**TEXTO FORNECIDO:**
★ ★ ★

O egoísmo liberal
desenhou um monstro de enormes cabeças, cuja identidade mais paradoxal consiste
em que, dos 170 países preocupados com as revelações do caso Jérôme Cahuzac (à
direita na foto) sobre sonegação e paraísos fiscais, a maioria corresponde às democracias
mais adiantadas. É ali que se escondem os ladrões mais astutos e os organismos
que organizam a fraude. Por Eduardo Febbro, de Paris.
Eduardo Febbro –
Carta Maior
Paris – A
conta suíça que o ex-ministro do Orçamento e Fazenda Jérôme Cahuzac havia
ocultado lança uma sombra que começa a envolver todo o governo do socialista
francês François Hollande. Quase uma semana depois que o ex-ministro socialista
confessou que tinha evadido divisas para uma conta aberta, primeiro no paraíso
dos delinquentes financeiros, que é a Suíça, depois em Cingapura, dois novos
elementos fazem tremer mais uma vez os cimentos do governo: a televisão suíça
Romanda – RTS – revelou que Cahuzac depositou em torno de 15 bilhões de euros
num banco de Genebra. A soma é infinitamente superior aos 600 mil euros que
Cahuzac tinha reconhecido, em sua confissão.

★ ★ ★

**TAREFA PROPOSTA 1:**
Responda com base no texto fornecido:
(a) Quantos países estão preocupados com as revelações do caso Jérôme Cahuzac?
(b) Que cargo Jérôme Cahuzac ocupava antes de se tornar ex-ministro?
(c) Em que país a conta foi aberta primeiro, e para onde foi depois?

★ ★ ★

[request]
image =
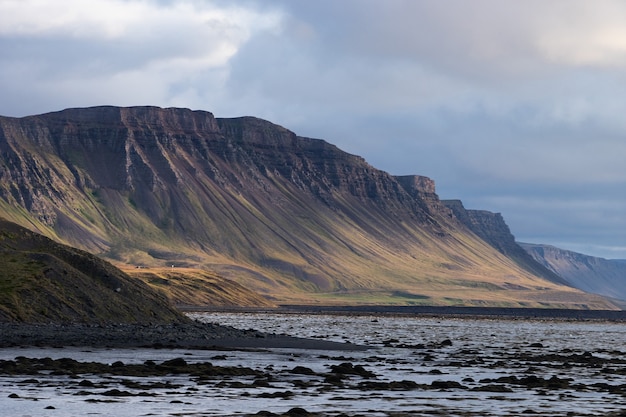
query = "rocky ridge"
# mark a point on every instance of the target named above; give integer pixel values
(589, 273)
(293, 218)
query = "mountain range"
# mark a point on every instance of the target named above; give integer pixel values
(293, 219)
(606, 277)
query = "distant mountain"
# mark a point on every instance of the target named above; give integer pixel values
(588, 273)
(294, 219)
(42, 281)
(492, 228)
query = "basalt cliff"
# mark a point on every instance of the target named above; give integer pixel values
(294, 219)
(606, 277)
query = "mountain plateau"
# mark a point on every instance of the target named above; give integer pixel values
(294, 219)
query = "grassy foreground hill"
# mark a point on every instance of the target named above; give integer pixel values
(293, 219)
(42, 281)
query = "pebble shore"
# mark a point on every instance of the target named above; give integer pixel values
(177, 335)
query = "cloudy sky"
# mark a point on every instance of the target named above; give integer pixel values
(517, 107)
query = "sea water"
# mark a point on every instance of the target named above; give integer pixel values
(424, 351)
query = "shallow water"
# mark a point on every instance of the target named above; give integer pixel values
(458, 367)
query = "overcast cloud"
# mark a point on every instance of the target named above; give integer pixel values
(511, 106)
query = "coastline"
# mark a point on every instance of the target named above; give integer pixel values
(192, 335)
(502, 313)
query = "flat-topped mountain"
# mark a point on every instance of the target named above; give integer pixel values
(294, 219)
(589, 273)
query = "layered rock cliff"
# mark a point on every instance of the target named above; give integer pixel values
(492, 228)
(589, 273)
(293, 218)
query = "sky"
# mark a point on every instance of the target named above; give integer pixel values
(516, 107)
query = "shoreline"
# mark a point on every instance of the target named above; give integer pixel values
(502, 313)
(192, 335)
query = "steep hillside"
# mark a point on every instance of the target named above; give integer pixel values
(185, 287)
(588, 273)
(295, 219)
(42, 281)
(492, 228)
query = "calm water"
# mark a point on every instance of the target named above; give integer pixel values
(475, 354)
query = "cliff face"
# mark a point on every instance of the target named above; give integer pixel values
(492, 228)
(596, 275)
(294, 218)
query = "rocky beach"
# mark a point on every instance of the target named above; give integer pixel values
(338, 365)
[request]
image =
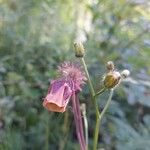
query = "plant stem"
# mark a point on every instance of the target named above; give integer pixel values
(83, 109)
(88, 78)
(107, 104)
(95, 105)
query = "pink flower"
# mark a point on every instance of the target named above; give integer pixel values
(61, 90)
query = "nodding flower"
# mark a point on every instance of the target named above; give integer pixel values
(61, 90)
(64, 89)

★ ★ ★

**TAREFA PROPOSTA 2:** Indique quantas linhas da listagem contêm a palavra "flower", levando em conta a diferença entre maiúsculas e minúsculas. Responda somente com o número.

**SOLUÇÃO 1:**
(a) 170 países.
(b) Ministro do Orçamento e Fazenda.
(c) Primeiro na Suíça, depois em Cingapura.

**SOLUÇÃO 2:** 2